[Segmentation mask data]
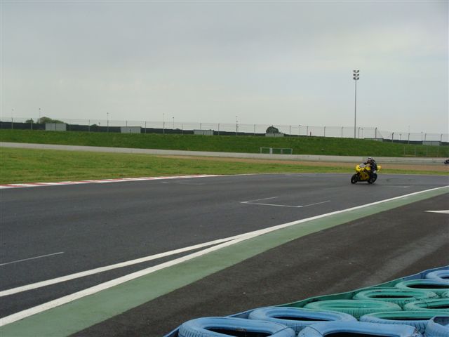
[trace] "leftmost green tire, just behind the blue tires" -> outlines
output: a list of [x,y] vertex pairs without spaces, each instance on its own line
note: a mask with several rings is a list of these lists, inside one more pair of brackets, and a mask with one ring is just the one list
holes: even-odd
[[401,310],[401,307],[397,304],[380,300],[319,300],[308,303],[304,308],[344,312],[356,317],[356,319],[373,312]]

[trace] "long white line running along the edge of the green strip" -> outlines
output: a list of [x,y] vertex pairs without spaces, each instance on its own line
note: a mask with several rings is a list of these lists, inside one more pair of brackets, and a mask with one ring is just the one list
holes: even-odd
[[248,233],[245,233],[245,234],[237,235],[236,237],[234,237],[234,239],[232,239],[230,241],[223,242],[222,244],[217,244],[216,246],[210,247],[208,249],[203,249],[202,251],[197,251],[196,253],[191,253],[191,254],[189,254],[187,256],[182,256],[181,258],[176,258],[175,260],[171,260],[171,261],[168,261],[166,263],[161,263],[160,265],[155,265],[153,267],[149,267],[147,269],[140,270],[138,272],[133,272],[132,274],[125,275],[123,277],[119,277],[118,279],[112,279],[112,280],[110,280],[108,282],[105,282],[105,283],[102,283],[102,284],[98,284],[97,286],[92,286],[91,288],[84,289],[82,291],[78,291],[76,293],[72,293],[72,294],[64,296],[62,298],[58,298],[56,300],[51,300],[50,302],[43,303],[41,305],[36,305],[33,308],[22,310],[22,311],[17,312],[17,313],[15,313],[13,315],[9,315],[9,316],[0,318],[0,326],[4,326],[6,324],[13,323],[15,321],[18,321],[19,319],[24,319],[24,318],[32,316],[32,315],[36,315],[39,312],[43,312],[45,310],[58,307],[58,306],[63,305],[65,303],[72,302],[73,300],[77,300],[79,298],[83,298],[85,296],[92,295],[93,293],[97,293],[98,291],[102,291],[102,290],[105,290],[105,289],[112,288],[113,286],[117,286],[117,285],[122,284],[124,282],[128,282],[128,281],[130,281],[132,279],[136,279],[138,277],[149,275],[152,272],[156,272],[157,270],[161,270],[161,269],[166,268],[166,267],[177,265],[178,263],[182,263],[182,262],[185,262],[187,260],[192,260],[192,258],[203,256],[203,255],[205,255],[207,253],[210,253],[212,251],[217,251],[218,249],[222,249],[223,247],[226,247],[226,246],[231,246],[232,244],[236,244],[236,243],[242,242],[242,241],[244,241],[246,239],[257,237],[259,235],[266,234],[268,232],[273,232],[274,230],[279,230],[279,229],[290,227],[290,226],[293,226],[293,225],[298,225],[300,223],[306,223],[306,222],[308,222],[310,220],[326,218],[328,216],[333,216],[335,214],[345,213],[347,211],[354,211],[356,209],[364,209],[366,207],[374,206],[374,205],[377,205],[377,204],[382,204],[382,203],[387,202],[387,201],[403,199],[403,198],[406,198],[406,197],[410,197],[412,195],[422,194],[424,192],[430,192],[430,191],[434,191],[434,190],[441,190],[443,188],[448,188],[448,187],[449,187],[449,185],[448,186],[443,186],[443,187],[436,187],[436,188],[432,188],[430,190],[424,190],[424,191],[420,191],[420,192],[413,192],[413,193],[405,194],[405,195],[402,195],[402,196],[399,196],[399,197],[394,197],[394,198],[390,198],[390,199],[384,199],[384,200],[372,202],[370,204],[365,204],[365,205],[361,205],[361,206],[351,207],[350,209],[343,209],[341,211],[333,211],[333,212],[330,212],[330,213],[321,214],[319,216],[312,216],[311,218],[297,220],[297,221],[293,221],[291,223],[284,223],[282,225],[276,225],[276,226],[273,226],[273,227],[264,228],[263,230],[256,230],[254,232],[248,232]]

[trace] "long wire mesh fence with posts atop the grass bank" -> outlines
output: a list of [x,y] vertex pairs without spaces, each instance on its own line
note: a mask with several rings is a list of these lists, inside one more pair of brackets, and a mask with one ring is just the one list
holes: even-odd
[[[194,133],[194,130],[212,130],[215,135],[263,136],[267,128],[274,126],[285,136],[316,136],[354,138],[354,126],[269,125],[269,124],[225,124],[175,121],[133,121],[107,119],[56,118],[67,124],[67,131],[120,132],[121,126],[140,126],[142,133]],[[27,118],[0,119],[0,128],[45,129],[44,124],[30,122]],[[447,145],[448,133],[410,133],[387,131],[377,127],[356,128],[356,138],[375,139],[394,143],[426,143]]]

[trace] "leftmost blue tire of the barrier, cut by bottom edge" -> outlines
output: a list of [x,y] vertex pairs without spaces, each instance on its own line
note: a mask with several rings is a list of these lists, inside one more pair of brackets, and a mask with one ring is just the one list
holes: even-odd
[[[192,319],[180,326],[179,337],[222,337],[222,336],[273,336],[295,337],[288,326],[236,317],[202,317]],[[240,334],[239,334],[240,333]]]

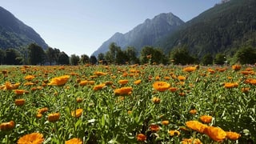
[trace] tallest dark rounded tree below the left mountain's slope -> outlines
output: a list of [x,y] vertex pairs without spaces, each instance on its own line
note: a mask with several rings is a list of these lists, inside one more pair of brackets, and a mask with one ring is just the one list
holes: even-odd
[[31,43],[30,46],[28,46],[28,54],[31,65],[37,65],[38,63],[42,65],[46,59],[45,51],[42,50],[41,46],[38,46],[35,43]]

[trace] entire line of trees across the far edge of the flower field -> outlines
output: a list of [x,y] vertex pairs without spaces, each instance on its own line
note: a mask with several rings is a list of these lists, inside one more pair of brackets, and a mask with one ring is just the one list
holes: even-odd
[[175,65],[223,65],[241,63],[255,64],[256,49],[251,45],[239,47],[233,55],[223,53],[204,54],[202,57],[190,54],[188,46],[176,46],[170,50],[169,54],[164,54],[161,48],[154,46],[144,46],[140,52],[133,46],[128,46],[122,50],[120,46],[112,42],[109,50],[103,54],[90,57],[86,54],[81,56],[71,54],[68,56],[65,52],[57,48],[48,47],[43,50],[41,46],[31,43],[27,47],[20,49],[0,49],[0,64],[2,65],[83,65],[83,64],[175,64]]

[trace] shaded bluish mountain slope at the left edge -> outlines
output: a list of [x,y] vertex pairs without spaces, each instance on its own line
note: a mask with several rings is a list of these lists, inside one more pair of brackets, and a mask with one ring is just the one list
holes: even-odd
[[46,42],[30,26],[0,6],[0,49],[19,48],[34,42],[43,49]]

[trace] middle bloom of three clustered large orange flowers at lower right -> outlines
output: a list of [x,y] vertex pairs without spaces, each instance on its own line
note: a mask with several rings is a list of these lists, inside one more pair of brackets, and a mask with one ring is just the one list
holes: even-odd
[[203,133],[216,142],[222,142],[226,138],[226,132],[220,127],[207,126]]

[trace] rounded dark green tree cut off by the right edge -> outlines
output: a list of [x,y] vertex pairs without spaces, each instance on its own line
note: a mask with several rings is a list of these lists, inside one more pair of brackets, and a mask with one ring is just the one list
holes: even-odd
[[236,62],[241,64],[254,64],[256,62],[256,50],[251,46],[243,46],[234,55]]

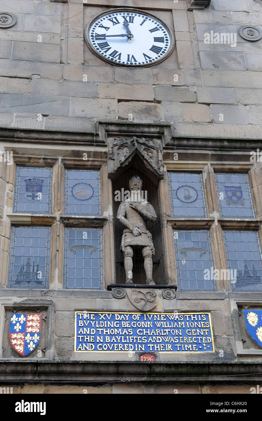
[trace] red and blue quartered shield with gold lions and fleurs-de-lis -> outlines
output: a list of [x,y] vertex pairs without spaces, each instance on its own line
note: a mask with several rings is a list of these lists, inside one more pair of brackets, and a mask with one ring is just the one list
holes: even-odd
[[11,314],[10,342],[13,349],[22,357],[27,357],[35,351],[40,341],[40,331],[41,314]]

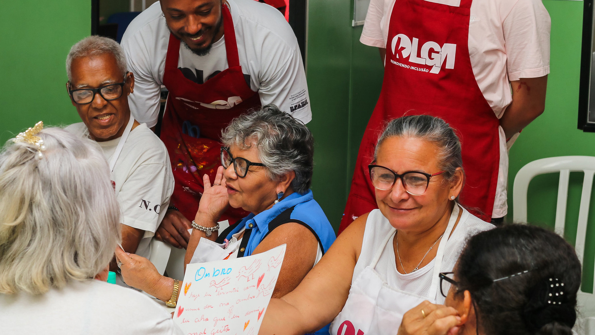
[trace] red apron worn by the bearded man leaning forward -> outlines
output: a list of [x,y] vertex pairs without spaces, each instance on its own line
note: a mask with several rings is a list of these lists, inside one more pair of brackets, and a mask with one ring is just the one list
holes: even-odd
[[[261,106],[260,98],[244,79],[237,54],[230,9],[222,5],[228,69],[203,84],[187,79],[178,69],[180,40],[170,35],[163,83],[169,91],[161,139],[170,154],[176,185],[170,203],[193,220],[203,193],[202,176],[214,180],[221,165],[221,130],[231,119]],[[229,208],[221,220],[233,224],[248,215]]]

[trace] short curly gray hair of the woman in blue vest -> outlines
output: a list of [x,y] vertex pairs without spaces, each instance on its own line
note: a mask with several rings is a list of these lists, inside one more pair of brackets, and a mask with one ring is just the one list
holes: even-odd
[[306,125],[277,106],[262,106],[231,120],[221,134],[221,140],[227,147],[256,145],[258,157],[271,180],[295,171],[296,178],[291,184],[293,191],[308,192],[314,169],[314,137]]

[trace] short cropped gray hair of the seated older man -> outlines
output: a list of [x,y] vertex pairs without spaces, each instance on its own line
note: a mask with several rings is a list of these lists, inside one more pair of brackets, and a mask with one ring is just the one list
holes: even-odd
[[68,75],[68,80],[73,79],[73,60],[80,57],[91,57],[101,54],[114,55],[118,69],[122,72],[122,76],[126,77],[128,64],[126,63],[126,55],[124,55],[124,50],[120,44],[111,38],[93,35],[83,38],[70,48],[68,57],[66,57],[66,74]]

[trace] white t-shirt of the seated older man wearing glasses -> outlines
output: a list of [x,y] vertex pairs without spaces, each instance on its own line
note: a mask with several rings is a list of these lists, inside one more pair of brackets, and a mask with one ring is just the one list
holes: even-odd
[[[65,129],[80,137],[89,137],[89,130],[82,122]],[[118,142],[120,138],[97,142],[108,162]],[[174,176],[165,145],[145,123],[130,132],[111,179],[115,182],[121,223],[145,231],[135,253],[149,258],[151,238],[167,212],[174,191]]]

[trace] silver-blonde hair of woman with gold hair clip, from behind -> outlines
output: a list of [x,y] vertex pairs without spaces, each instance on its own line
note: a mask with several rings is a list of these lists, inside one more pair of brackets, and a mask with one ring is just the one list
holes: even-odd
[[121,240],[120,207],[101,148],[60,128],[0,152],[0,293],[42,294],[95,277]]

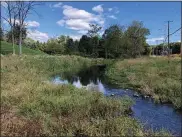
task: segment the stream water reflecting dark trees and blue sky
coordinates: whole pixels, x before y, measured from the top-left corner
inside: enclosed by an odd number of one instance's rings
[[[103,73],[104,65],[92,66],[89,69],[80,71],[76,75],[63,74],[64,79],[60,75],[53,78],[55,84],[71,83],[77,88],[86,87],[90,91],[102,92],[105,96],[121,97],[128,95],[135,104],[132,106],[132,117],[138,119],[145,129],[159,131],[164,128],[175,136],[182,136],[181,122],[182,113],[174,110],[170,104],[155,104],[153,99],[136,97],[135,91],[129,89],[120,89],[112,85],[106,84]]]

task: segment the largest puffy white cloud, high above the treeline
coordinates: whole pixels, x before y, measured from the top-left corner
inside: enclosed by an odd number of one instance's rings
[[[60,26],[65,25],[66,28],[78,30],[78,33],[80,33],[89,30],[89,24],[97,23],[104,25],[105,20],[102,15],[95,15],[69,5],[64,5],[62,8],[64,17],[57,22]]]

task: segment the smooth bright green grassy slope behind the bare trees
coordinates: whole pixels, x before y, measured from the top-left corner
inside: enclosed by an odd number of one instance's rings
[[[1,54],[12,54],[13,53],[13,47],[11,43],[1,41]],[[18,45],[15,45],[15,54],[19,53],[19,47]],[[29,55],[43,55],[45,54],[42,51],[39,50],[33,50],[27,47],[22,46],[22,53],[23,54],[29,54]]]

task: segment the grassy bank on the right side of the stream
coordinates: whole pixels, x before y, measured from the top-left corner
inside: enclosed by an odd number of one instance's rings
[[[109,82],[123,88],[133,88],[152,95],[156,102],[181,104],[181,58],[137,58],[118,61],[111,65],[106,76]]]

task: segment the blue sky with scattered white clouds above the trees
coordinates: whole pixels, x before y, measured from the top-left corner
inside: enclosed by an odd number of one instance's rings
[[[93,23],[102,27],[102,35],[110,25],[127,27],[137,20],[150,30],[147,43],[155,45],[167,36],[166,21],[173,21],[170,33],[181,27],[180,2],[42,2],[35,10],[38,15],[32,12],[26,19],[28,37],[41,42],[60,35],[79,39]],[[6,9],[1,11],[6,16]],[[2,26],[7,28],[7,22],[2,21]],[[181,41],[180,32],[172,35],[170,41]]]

What is needed: Above are some records; copy each line there that contains "stream".

Task response:
task: segment the stream water reflecting dark trees and blue sky
task: segment the grassy bank on the right side of the stream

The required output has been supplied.